==== SUPPLIED RECORDS ====
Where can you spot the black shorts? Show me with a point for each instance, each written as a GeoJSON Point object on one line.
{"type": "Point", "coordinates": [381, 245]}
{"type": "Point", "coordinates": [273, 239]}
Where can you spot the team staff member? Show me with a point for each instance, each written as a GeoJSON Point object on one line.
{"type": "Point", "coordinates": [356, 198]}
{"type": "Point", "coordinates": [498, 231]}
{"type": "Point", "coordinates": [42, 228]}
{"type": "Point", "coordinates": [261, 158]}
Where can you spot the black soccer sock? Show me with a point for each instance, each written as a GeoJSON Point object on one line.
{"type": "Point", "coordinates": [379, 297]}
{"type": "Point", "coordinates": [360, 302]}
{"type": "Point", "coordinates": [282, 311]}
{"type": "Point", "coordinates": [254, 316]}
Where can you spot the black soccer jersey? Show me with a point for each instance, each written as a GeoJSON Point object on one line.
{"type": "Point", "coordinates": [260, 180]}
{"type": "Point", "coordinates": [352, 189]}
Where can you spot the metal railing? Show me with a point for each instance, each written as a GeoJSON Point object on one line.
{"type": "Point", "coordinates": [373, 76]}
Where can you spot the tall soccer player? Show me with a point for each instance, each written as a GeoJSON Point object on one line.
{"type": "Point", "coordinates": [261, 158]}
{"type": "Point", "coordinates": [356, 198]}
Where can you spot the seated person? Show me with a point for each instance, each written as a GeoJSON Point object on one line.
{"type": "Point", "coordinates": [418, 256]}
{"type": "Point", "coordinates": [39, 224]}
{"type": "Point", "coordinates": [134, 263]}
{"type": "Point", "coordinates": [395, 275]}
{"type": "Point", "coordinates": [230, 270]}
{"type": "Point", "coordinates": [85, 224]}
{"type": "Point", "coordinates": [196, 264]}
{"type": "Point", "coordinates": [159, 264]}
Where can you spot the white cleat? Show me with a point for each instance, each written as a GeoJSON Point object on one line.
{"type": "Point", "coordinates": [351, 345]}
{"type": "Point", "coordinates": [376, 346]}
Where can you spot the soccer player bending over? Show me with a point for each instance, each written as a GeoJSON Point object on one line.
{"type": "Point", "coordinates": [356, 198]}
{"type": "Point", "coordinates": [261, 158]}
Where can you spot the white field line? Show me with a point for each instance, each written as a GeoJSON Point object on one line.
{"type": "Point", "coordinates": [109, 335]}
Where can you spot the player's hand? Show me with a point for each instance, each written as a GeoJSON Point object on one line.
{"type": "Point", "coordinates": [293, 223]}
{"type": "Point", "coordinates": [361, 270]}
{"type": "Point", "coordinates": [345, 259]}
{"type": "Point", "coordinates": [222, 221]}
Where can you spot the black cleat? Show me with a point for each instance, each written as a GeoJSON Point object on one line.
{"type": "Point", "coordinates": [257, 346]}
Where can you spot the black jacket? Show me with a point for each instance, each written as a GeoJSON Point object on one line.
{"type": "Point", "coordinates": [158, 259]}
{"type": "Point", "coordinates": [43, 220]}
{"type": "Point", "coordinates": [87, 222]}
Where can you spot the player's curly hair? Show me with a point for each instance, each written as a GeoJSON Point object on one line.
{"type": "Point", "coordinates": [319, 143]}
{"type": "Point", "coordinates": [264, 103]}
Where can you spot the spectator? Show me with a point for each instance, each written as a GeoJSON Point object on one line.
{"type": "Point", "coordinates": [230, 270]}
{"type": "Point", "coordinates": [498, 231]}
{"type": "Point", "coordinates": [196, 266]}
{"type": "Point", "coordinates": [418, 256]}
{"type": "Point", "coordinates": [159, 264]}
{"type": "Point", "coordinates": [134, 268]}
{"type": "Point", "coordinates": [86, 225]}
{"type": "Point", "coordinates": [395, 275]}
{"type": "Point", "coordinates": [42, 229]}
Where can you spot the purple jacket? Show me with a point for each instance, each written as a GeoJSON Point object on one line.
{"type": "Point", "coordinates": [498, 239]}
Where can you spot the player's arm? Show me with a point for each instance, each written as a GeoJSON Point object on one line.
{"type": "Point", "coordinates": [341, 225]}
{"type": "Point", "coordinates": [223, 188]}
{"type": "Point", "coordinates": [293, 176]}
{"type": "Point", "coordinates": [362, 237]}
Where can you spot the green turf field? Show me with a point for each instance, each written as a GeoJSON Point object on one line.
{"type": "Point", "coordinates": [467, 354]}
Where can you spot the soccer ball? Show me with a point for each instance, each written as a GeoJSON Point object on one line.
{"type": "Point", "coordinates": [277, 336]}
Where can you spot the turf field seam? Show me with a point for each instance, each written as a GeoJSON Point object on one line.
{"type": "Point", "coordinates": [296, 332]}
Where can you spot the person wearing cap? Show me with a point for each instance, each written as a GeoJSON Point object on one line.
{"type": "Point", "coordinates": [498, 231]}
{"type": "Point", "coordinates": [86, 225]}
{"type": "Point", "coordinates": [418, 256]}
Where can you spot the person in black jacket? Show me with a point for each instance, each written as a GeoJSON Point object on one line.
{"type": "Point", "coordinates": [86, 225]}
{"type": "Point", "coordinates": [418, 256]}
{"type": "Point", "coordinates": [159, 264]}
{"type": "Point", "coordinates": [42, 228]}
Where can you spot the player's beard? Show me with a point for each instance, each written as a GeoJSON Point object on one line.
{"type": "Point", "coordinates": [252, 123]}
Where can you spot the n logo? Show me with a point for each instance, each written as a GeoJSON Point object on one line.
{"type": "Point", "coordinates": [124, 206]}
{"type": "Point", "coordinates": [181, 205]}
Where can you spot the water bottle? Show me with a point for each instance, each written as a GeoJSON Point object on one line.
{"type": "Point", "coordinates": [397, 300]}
====
• GIVEN INSTRUCTION:
Copy the records above exactly.

• RESULT:
Where can you spot the black shorts? Show me with a point for each instance, each written as a GeoJSON Point object on one line.
{"type": "Point", "coordinates": [381, 245]}
{"type": "Point", "coordinates": [273, 239]}
Where can you spot the team staff member? Show me with a point for each instance, each written as a GeoJSON Point object on one line.
{"type": "Point", "coordinates": [356, 198]}
{"type": "Point", "coordinates": [498, 231]}
{"type": "Point", "coordinates": [42, 228]}
{"type": "Point", "coordinates": [261, 158]}
Where can you spot the black soccer sock? Show me with a point for each instance, each written as a GeoJSON Point object on one line.
{"type": "Point", "coordinates": [379, 297]}
{"type": "Point", "coordinates": [360, 302]}
{"type": "Point", "coordinates": [282, 311]}
{"type": "Point", "coordinates": [254, 316]}
Where can you spot the black soccer jersey? Show me with a point for each instance, each written as a GeoJSON Point object on one line.
{"type": "Point", "coordinates": [260, 180]}
{"type": "Point", "coordinates": [352, 189]}
Where can you spot the metal railing? Show me with a point for each instance, each written as a GeoJSON Point object on one line.
{"type": "Point", "coordinates": [373, 76]}
Where can you spot the tall soccer player? Show me with a point for each instance, each written as a GeoJSON Point object on one line.
{"type": "Point", "coordinates": [261, 158]}
{"type": "Point", "coordinates": [356, 198]}
Where can you spot the seated person? Show me with a point for each instance, each written as a GeoJSON Point object on one line.
{"type": "Point", "coordinates": [418, 256]}
{"type": "Point", "coordinates": [39, 224]}
{"type": "Point", "coordinates": [134, 263]}
{"type": "Point", "coordinates": [395, 275]}
{"type": "Point", "coordinates": [230, 270]}
{"type": "Point", "coordinates": [85, 224]}
{"type": "Point", "coordinates": [196, 264]}
{"type": "Point", "coordinates": [159, 264]}
Where can you spot the white cleat? Show me with a point for each instance, each written as a GeoJSON Point object on one line.
{"type": "Point", "coordinates": [351, 345]}
{"type": "Point", "coordinates": [376, 346]}
Where can you spot the soccer player bending over? Show me with a point for each instance, each written as a GeoJSON Point object on one line.
{"type": "Point", "coordinates": [356, 198]}
{"type": "Point", "coordinates": [261, 158]}
Where can you spot the white field line? Show me with a point for each instance, each written as a GeoJSON Point object on one line.
{"type": "Point", "coordinates": [109, 335]}
Where can you spot the player's hand? Show me with a point for each instance, each written as a GeoJSON Point object on one line.
{"type": "Point", "coordinates": [293, 223]}
{"type": "Point", "coordinates": [361, 270]}
{"type": "Point", "coordinates": [345, 259]}
{"type": "Point", "coordinates": [222, 221]}
Where can you spot the black cleat? Show me with a point for each instance, each written as a GeoJSON Point object on one line.
{"type": "Point", "coordinates": [257, 346]}
Where can you spot the black jacket? Show me with a point for each instance, each written as a GeoJSON Point object on one line.
{"type": "Point", "coordinates": [158, 259]}
{"type": "Point", "coordinates": [43, 220]}
{"type": "Point", "coordinates": [87, 222]}
Where can you spot the player's curly hair? Show me with a point for each instance, each written as a GeoJSON Point object on one line.
{"type": "Point", "coordinates": [319, 143]}
{"type": "Point", "coordinates": [264, 103]}
Where can you spot the spectator? Show me with a point for each instance, each written as a GeoJSON Point object on one line.
{"type": "Point", "coordinates": [230, 270]}
{"type": "Point", "coordinates": [498, 231]}
{"type": "Point", "coordinates": [196, 266]}
{"type": "Point", "coordinates": [418, 256]}
{"type": "Point", "coordinates": [159, 264]}
{"type": "Point", "coordinates": [134, 268]}
{"type": "Point", "coordinates": [86, 225]}
{"type": "Point", "coordinates": [395, 275]}
{"type": "Point", "coordinates": [42, 229]}
Where can you spot the purple jacket? Show me with a point for each instance, each written as a GeoJSON Point object on one line.
{"type": "Point", "coordinates": [498, 239]}
Where can you spot the player's arm? Show me with a point for each instance, each written as a GeoJSON Point object on one line.
{"type": "Point", "coordinates": [341, 225]}
{"type": "Point", "coordinates": [223, 188]}
{"type": "Point", "coordinates": [293, 176]}
{"type": "Point", "coordinates": [362, 237]}
Where can you spot the green turf field? Show me with a point for each instance, each written as a GeoJSON Point object on one line.
{"type": "Point", "coordinates": [467, 354]}
Where can you spot the soccer ball? Show me with a point for each instance, each written as a GeoJSON Point object on one line.
{"type": "Point", "coordinates": [277, 336]}
Where can you spot the turf field seam? Show me with a point for each instance, each written as a GeoJSON Point object on one line.
{"type": "Point", "coordinates": [296, 332]}
Where can you spot the person wearing cap? Show me with a point for each instance, each written as a GeoJSON Point object on one line.
{"type": "Point", "coordinates": [498, 231]}
{"type": "Point", "coordinates": [86, 225]}
{"type": "Point", "coordinates": [418, 256]}
Where can you spot the person in black jacket? Show me with a point for each instance, each written as a GeoJSON Point object on one line.
{"type": "Point", "coordinates": [86, 225]}
{"type": "Point", "coordinates": [418, 256]}
{"type": "Point", "coordinates": [159, 264]}
{"type": "Point", "coordinates": [42, 228]}
Where can you spot the player's beard? Show me with a point for each instance, each written as a GeoJSON Point object on one line.
{"type": "Point", "coordinates": [252, 123]}
Where can you spot the n logo? Show me with a point for each instance, each written as a GeoJSON Point object on one line.
{"type": "Point", "coordinates": [124, 206]}
{"type": "Point", "coordinates": [181, 205]}
Where can you spot the water bottle? Show me with a point for each instance, each written as a GeoJSON Point object on one line.
{"type": "Point", "coordinates": [397, 300]}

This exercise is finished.